▶ Position annotation records
▬▬▬▬▬▬
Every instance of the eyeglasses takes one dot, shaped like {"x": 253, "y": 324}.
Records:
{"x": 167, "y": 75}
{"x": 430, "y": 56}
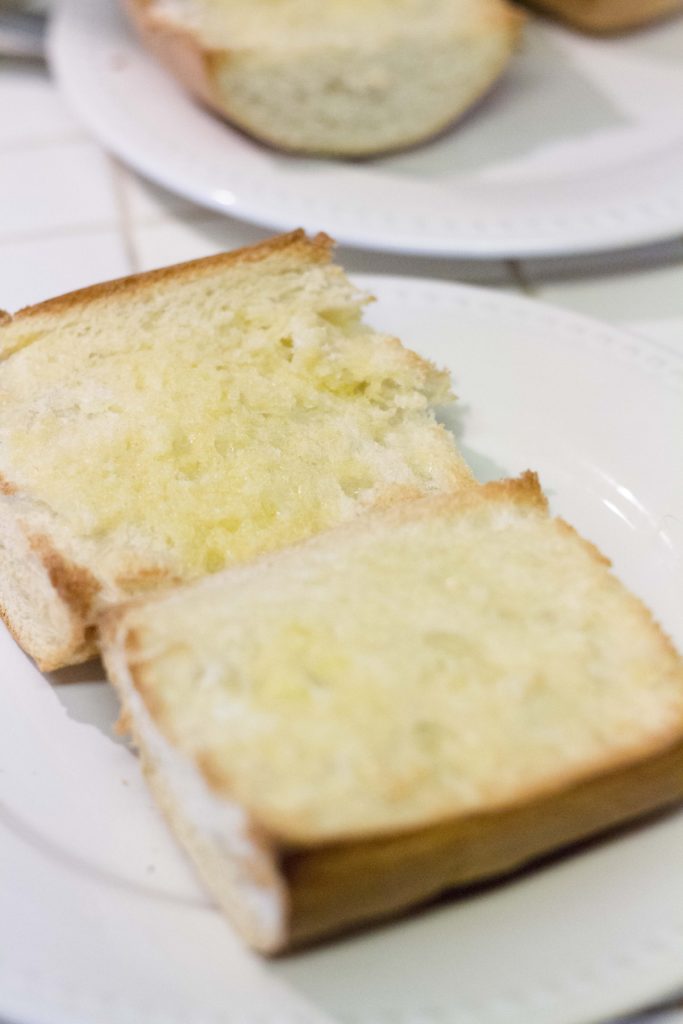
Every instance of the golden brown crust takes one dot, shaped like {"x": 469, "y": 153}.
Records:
{"x": 607, "y": 15}
{"x": 314, "y": 250}
{"x": 76, "y": 586}
{"x": 345, "y": 885}
{"x": 199, "y": 69}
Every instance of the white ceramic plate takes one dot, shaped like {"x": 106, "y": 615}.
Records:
{"x": 579, "y": 148}
{"x": 101, "y": 921}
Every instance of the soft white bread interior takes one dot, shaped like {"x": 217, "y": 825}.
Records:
{"x": 164, "y": 426}
{"x": 344, "y": 77}
{"x": 422, "y": 698}
{"x": 607, "y": 15}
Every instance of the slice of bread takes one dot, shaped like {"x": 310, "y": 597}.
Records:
{"x": 163, "y": 426}
{"x": 343, "y": 77}
{"x": 420, "y": 699}
{"x": 607, "y": 15}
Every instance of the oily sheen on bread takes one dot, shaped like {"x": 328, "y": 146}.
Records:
{"x": 344, "y": 77}
{"x": 163, "y": 426}
{"x": 607, "y": 15}
{"x": 420, "y": 699}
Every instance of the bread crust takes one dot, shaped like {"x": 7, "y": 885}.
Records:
{"x": 311, "y": 250}
{"x": 345, "y": 886}
{"x": 199, "y": 68}
{"x": 344, "y": 882}
{"x": 67, "y": 589}
{"x": 35, "y": 573}
{"x": 603, "y": 16}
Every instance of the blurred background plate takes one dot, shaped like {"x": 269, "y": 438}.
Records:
{"x": 101, "y": 920}
{"x": 579, "y": 147}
▬▬▬▬▬▬
▶ WRITTEN INSTRUCTION
Present every line of the rows above as a numbered list, skipping blank lines and omitting the pictures.

▶ TASK OUTPUT
1. Every instance of the eyeglasses takes one dot, shaped like {"x": 253, "y": 324}.
2. Records:
3. {"x": 167, "y": 75}
4. {"x": 430, "y": 56}
5. Every instance of the golden brown crust takes one dot, shaped like {"x": 469, "y": 153}.
6. Records:
7. {"x": 607, "y": 15}
8. {"x": 314, "y": 250}
9. {"x": 76, "y": 586}
10. {"x": 345, "y": 885}
11. {"x": 199, "y": 69}
12. Every instance of the white ceramic plate takes one dot, shaped like {"x": 106, "y": 615}.
13. Records:
14. {"x": 579, "y": 148}
15. {"x": 101, "y": 921}
16. Every instance of the soft white bread interior takes one dot, shaped like {"x": 217, "y": 825}.
17. Records:
18. {"x": 164, "y": 426}
19. {"x": 344, "y": 77}
20. {"x": 422, "y": 698}
21. {"x": 607, "y": 15}
22. Every instance of the slice of bread takes one dot, shaped like {"x": 310, "y": 597}.
23. Records:
24. {"x": 163, "y": 426}
25. {"x": 343, "y": 77}
26. {"x": 420, "y": 699}
27. {"x": 607, "y": 15}
28. Every instance of the oily sheen on bread takes one dot, shaped like {"x": 328, "y": 146}.
29. Records:
30. {"x": 344, "y": 77}
31. {"x": 163, "y": 426}
32. {"x": 607, "y": 15}
33. {"x": 420, "y": 699}
34. Every instance of the bread crust takes one dot, shaped like {"x": 7, "y": 885}.
35. Records:
36. {"x": 311, "y": 250}
37. {"x": 345, "y": 886}
38. {"x": 199, "y": 68}
39. {"x": 344, "y": 882}
40. {"x": 67, "y": 589}
41. {"x": 35, "y": 573}
42. {"x": 603, "y": 16}
43. Every instance of the blurred background plate takes one dot, shaped like {"x": 269, "y": 438}.
44. Records:
45. {"x": 101, "y": 920}
46. {"x": 579, "y": 147}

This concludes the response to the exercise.